* [What is required]:
Pull out every line of the material below that contains the string "photograph". Case counts.

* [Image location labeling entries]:
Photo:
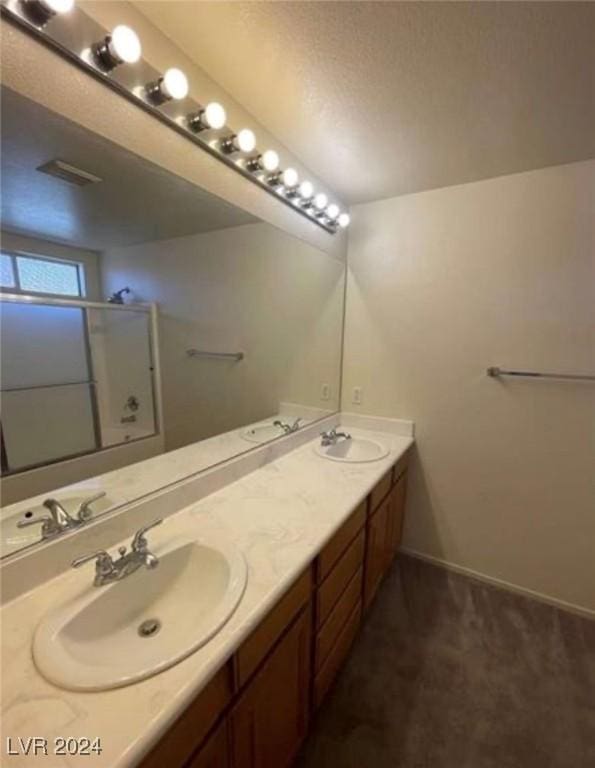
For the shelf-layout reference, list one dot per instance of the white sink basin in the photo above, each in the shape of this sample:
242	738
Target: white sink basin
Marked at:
353	450
106	637
262	433
13	538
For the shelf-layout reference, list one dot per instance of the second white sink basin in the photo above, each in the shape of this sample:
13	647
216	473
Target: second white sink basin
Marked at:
114	635
353	450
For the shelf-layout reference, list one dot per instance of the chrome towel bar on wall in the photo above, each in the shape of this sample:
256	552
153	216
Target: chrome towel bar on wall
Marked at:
495	372
237	356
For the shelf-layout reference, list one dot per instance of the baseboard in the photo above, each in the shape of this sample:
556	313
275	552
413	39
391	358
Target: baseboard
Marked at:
586	613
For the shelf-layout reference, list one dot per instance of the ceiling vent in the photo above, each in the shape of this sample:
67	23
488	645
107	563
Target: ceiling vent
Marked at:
69	173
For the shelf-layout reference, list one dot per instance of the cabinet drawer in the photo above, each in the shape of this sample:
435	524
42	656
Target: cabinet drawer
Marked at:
333	586
376	551
264	637
340	541
338	654
337	619
187	733
380	490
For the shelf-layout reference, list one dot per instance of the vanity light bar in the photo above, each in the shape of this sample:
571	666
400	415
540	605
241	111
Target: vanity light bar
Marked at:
205	126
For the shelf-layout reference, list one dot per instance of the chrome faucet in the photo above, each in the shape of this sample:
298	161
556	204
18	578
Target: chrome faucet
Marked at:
288	428
59	519
108	570
332	436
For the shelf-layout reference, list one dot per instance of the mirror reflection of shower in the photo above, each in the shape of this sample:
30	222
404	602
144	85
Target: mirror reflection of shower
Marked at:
77	377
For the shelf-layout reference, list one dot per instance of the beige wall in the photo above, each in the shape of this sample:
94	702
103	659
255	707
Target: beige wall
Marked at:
252	289
443	284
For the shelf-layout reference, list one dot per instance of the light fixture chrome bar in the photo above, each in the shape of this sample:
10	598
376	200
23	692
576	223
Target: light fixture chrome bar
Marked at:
63	46
88	382
495	372
237	356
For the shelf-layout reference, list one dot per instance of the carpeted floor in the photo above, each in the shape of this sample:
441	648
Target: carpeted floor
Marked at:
451	673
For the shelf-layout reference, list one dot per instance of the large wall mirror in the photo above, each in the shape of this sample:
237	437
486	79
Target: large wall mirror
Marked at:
139	315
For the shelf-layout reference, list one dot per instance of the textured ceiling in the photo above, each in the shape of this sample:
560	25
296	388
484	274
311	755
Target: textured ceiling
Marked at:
136	202
381	99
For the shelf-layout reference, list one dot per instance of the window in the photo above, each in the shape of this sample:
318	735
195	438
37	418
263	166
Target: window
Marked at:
23	273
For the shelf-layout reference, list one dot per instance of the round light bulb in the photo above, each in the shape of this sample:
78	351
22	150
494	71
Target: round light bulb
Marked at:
320	201
175	84
306	190
215	116
332	211
270	160
246	140
59	6
290	177
125	44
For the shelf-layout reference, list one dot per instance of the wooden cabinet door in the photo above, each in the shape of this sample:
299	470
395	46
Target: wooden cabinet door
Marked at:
376	548
214	753
270	720
396	516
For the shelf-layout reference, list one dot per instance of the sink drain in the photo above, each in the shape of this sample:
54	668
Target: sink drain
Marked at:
149	628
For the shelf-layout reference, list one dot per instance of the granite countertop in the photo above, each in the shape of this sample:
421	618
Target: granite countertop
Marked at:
279	516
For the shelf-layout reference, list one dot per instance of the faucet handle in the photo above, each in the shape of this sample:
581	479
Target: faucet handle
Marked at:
139	542
84	511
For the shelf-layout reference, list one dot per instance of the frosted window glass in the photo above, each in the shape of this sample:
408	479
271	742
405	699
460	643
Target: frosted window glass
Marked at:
48	276
6	273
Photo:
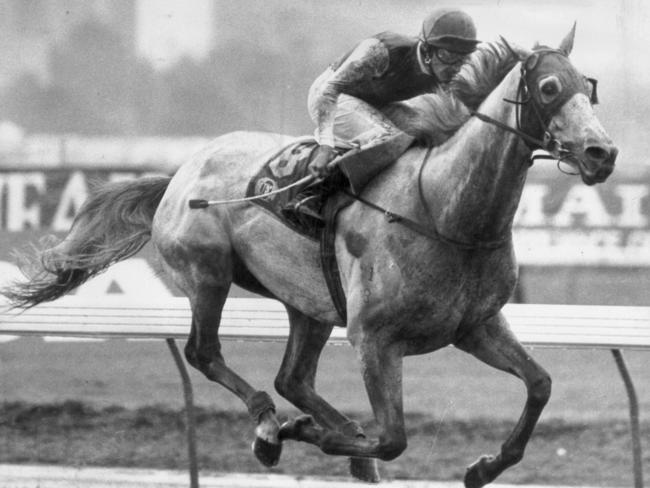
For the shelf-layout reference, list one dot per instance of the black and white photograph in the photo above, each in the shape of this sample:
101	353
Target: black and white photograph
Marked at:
324	244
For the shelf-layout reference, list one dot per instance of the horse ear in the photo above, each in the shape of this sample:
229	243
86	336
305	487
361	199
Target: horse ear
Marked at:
517	51
566	46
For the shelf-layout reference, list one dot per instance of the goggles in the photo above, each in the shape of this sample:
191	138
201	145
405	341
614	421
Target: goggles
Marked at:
449	57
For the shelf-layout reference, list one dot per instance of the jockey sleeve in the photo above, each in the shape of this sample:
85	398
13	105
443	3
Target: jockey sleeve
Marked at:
379	70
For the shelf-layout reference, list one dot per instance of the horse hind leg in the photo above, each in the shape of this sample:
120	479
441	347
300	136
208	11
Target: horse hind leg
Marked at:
494	344
381	363
296	382
203	351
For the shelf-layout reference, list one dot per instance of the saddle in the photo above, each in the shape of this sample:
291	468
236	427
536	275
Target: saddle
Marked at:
291	164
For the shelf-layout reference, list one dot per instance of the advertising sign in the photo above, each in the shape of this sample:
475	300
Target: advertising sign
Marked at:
560	222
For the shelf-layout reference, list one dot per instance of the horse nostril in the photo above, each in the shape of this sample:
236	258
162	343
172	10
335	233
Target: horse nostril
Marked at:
597	153
602	154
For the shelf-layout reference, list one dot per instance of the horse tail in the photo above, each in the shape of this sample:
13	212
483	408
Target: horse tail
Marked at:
112	225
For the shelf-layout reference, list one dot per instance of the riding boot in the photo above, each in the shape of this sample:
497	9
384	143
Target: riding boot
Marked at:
307	202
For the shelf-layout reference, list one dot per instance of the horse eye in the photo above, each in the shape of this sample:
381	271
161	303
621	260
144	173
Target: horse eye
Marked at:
550	88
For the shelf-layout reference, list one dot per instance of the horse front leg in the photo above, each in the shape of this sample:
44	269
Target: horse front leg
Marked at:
493	343
296	382
382	374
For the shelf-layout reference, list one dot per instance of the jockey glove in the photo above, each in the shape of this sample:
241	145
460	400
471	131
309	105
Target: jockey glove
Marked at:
318	165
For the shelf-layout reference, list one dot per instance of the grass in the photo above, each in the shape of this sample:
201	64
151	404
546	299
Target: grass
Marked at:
75	433
128	408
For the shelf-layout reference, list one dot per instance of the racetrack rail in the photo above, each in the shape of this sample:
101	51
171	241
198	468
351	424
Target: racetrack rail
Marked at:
38	476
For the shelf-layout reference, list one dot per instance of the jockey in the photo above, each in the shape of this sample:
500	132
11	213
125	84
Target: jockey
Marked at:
345	101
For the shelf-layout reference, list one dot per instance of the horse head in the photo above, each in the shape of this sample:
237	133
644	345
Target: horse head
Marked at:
555	106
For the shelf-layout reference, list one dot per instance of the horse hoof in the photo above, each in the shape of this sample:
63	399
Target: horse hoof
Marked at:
365	469
476	475
268	453
291	428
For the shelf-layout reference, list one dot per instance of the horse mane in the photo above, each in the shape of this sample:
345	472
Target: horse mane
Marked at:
433	118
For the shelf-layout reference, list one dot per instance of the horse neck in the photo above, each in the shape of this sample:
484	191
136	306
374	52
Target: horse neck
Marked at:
473	184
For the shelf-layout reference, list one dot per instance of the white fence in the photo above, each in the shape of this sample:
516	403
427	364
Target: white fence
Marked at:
607	327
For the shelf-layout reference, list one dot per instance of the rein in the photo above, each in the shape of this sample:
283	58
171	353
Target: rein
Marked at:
429	232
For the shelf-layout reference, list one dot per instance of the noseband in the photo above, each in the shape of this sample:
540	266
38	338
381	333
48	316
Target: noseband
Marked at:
542	115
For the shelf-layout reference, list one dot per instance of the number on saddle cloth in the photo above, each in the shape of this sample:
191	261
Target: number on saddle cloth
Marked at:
285	167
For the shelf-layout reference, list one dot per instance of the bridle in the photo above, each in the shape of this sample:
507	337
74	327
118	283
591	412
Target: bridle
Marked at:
548	142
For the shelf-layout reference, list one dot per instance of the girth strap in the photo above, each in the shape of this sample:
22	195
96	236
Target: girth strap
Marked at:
431	233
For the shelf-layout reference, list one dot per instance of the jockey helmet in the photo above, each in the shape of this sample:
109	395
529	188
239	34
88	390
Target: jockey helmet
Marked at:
450	29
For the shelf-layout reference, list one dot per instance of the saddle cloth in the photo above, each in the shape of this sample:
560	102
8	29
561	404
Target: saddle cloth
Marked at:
284	168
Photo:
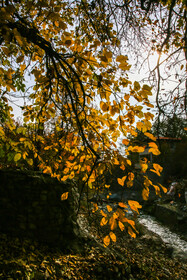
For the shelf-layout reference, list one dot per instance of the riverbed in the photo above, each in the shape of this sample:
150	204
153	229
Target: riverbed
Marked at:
170	238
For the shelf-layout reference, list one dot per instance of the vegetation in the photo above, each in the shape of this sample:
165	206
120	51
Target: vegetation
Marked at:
80	100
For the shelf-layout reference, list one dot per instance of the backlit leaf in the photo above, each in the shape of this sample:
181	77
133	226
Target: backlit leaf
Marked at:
112	236
131	232
121	225
17	157
64	196
109	208
104	221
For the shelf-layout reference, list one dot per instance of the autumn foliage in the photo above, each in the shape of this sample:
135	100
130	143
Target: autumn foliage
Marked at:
80	102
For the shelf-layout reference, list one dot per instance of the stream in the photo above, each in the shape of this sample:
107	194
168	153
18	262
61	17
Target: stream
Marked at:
169	237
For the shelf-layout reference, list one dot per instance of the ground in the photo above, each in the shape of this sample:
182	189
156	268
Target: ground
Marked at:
145	257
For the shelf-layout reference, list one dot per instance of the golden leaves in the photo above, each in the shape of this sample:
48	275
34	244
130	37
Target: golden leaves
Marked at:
122	205
64	196
157	169
104	106
145	193
131	232
121	225
151	136
134	205
163	188
125	142
18	37
154	149
109	208
121	181
136	149
123	62
106	240
112	236
104	221
17	157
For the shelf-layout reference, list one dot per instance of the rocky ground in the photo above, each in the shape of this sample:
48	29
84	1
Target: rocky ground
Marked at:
145	257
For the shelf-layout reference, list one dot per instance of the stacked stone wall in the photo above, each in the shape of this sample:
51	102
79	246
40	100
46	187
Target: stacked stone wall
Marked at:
31	207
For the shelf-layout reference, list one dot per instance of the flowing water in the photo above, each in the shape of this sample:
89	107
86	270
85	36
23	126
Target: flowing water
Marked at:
167	236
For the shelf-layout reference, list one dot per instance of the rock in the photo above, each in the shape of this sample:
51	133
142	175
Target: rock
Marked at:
31	207
178	254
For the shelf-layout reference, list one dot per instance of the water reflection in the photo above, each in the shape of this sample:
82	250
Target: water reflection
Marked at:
167	236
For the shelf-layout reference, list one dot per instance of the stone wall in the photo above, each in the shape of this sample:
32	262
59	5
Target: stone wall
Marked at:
31	207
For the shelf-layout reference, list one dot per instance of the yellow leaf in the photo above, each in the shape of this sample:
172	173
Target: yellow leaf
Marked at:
163	188
136	85
129	162
144	167
121	58
157	167
64	196
104	106
151	136
95	207
123	205
17	157
30	161
145	193
125	142
122	167
121	181
153	145
154	151
116	162
112	236
131	176
103	214
134	205
106	240
109	208
131	232
64	178
104	221
47	170
121	225
112	223
20	59
157	189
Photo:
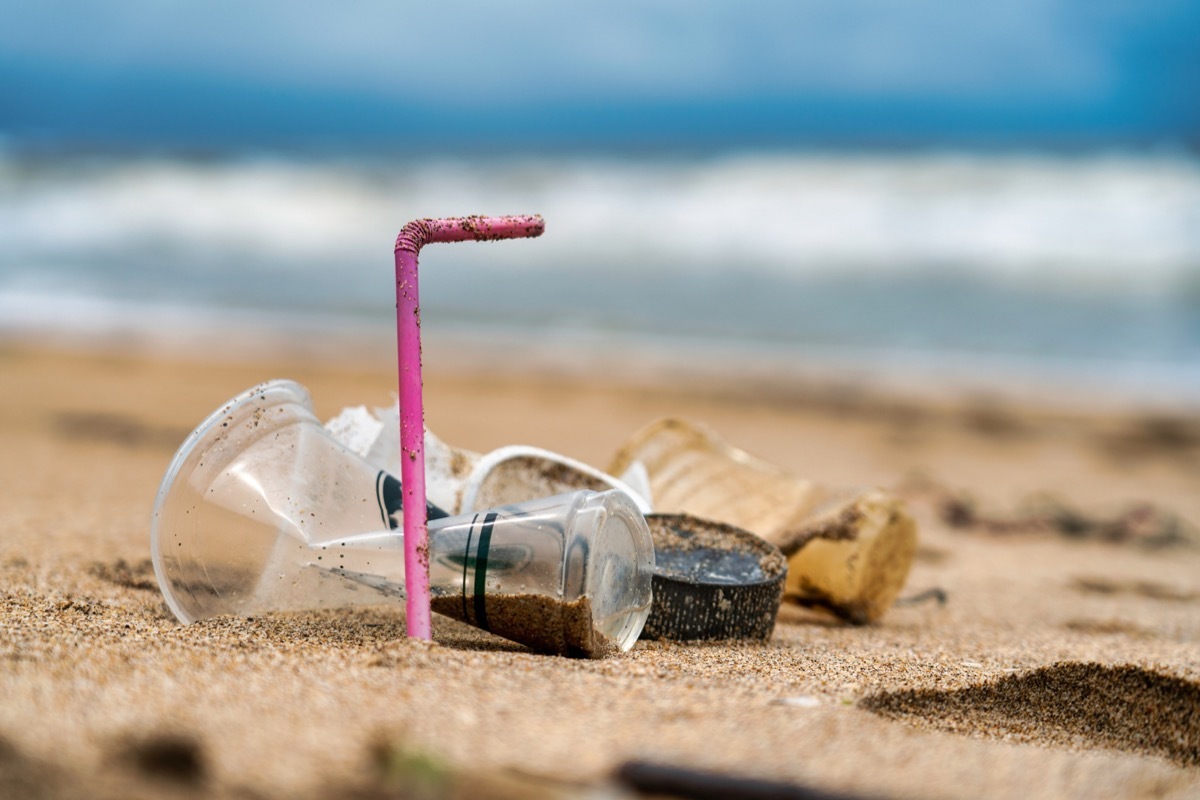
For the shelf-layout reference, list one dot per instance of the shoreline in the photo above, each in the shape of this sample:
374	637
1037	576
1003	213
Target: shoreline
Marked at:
939	699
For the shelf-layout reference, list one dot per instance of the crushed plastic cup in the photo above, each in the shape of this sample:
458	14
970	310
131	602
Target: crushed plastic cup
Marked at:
847	551
262	510
461	480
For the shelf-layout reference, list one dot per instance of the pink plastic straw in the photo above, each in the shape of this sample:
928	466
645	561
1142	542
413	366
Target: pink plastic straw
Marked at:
412	410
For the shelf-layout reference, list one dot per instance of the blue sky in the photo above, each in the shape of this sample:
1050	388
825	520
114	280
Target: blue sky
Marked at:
621	73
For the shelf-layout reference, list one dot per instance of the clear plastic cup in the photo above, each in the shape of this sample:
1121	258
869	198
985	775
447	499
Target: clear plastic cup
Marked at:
262	510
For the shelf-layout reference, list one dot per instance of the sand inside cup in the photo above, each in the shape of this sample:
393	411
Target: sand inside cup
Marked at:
540	623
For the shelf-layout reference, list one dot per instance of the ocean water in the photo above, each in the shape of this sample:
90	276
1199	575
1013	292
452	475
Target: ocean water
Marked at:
1078	269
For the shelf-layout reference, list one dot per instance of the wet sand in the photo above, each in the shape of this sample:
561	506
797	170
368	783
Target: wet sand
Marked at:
1065	660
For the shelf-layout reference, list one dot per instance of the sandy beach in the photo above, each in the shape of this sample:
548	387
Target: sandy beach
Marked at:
1060	659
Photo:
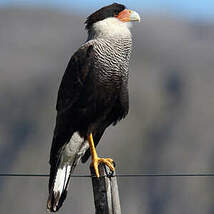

* [Answer below]:
For the shelf-layout reference, list one dot per instance of the black and white photograph in the photo above, each in the shape of this sample:
Target: black and white photograph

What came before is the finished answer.